Was ist denn passiert? Erst mal gar nichts. Erst mit zunehmendem öffentlichen Druck fingen erste systematische Veränderungen an. Es meldeten sich immer mehr Menschen und die Medien berichteten mehr. Und erst dann fing überhaupt eine Reaktion der Kirche als Institution an.
Du bist mir hier ehrlich gesagt in einer zu großen Verteidigungshaltung. Kannst Du natürlich so machen - aber ich empfinde das als kritikwürdig.
Die Kirche schädigt systematisch Menschen. Das ist etwas sehr Unmoralisches. Das ist wie wenn man einem Ertrinkenden beim Ertrinken zusieht. Und sogar noch einen, den man selbst ins Waser gestoßen hat.
Klar, etwas überzeichnet - aber dem Grunde nach.
Die Kirche nimmt für sich in Anspruch, ein besonderer Maßstab für Moral zu sein. Diesem Maßstab wird sie selbst nicht gerecht, weil ihre zentralen Mitglieder schwere Verbrechen an den schwächsten Mitgliedern der Gesellschaft begehen.
Fairerweise muss man sagen, dass sie einem solchen Maßstab auch nicht vollkommen gerecht werden kann. Auch Priester hören nicht auf, Menschen mit menschlichen Schwächen zu sein.
Aber sie fördert und verschlimmert diese Verbrechen gleich in zweifacher Weise:
1. Sie erschwert den Opfern die faktische Möglichkeit der Gerechtigkeit. Das ist eine Schuld der Kirche selbst an den Opfern. Nicht nur eine Schuld mancher ihrer Mitglieder - sondern eine echte eigene Schuld der Organisation an sich.
2. Und damit nicht genug: Sie fördert auch den Missbrauch weiterer Opfer. Alleine dadurch, dass Täter weniger zu befürchten haben und dadurch zum Einen weitere Gelegenheit für diese Taten bekommen - aber auch in Folge schlechterer Aufklärung der Taten eine viel geringere Hemmschwelle haben.
Denn wir wissen: Der Täter wird nicht primär durch die Strafe an sich abgeschreckt - sondern durch die Wahrscheinlichkeit der Entdeckung.
Das Blut mancher dieser Taten klebt an den Händen der missbrauchenden Priester. Also an der Person. Keine Frage.
Aber viel Blut - und ich würde mich insoweit aus dem Fenster lehnen und es als "das meiste" bezeichnen - klebt an der Kirche als Organisation.

◆ **Arbeitsmaterial**:
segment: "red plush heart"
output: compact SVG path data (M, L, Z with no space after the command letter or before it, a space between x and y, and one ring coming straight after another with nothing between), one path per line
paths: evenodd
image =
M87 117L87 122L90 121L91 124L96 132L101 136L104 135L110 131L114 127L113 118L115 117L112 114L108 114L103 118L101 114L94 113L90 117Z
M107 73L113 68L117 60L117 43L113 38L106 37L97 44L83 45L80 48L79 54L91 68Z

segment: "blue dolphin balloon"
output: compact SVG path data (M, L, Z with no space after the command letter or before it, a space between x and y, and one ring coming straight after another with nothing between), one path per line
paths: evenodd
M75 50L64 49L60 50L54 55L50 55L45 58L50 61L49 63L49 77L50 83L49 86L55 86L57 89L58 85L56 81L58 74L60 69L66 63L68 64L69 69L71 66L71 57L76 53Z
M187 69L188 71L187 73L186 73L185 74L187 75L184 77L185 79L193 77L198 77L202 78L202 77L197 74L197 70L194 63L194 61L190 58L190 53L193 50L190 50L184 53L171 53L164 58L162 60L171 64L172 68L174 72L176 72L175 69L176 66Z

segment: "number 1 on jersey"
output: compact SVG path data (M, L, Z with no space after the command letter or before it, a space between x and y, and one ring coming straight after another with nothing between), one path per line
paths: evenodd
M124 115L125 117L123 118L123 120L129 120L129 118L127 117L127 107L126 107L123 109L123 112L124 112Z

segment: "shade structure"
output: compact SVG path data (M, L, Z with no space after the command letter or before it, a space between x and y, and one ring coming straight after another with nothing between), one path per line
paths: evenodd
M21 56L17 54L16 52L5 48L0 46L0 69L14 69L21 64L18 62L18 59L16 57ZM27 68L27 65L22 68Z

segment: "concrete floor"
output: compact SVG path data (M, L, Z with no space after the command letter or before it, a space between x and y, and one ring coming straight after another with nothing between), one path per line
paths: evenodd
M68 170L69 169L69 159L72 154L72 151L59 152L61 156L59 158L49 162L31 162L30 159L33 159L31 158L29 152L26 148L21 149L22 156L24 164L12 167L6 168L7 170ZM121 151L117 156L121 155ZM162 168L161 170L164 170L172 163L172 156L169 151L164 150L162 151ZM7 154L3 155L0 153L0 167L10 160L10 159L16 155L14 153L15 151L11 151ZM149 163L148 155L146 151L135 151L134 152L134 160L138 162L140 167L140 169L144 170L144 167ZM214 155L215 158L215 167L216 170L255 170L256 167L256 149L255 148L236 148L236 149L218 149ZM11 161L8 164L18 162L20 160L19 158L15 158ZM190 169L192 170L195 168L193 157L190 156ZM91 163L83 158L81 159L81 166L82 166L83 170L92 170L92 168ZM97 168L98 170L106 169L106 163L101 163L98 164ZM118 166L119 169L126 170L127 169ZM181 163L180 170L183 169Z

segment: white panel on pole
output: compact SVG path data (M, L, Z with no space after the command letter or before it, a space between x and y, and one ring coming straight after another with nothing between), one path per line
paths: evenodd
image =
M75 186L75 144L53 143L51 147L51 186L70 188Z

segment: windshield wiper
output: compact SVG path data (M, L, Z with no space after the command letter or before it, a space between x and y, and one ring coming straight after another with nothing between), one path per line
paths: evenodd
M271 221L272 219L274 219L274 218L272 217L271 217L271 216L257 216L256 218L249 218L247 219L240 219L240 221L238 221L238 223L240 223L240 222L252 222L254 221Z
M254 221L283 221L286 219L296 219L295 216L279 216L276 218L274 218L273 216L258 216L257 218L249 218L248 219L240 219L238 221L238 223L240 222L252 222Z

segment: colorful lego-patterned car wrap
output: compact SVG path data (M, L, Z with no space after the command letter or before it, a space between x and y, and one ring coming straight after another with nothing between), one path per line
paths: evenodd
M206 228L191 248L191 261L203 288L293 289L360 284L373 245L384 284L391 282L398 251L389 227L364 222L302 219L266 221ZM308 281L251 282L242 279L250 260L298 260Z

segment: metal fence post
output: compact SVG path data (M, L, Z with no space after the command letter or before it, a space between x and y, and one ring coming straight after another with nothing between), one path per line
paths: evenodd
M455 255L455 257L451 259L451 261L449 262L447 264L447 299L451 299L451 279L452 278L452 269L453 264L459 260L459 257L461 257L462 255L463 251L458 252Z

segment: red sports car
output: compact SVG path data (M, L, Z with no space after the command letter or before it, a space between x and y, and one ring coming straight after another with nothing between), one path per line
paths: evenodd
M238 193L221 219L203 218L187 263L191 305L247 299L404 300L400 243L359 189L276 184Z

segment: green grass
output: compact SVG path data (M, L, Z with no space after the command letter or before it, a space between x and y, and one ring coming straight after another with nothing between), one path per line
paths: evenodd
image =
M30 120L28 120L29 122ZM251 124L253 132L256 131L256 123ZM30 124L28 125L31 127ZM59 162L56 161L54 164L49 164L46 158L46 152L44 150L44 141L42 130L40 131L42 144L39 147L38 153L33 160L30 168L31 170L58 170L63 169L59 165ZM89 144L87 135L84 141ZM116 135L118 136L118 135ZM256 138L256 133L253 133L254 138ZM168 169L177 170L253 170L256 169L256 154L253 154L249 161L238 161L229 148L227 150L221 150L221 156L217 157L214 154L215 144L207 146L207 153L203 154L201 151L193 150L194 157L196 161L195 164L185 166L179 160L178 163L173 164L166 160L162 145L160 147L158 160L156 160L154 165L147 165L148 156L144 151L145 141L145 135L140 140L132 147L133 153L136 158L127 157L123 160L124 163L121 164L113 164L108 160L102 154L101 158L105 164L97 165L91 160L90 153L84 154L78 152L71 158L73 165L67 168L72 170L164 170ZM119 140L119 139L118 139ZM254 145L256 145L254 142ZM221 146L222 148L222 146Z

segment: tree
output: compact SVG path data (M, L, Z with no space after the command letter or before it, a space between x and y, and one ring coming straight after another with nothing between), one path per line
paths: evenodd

◆ **Arbeitsaufträge**:
(a) Entnehmen Sie dem Textauszug wortgetreu den Abschnitt, der mit den Worten beginnt, die „Fairerweise muss man“ enthalten, und mit „Schwächen zu sein.“ schließt.
(b) Wodurch wird ein Täter laut dem Textauszug primär abgeschreckt?

◆ **Lösungen**:
(a)
Fairerweise muss man sagen, dass sie einem solchen Maßstab auch nicht vollkommen gerecht werden kann. Auch Priester hören nicht auf, Menschen mit menschlichen Schwächen zu sein.

(b) Durch die Wahrscheinlichkeit der Entdeckung.